TASK –
Copy the material below with "small framed artwork" swapped for "little framed painting", changing nothing else, and leave the pictures out.

GIVEN ENTRIES –

------------------------

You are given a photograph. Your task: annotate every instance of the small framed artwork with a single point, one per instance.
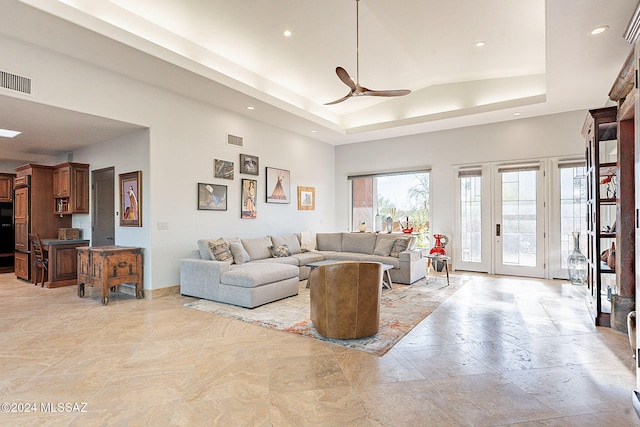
(278, 186)
(306, 198)
(131, 199)
(248, 197)
(212, 197)
(222, 169)
(249, 164)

------------------------

SOLUTION FOR THIS TASK –
You are given a photograph. Your task: annotate every instance of the little framed painting with a single point, one per instance.
(278, 186)
(306, 198)
(131, 199)
(248, 197)
(212, 197)
(222, 169)
(249, 164)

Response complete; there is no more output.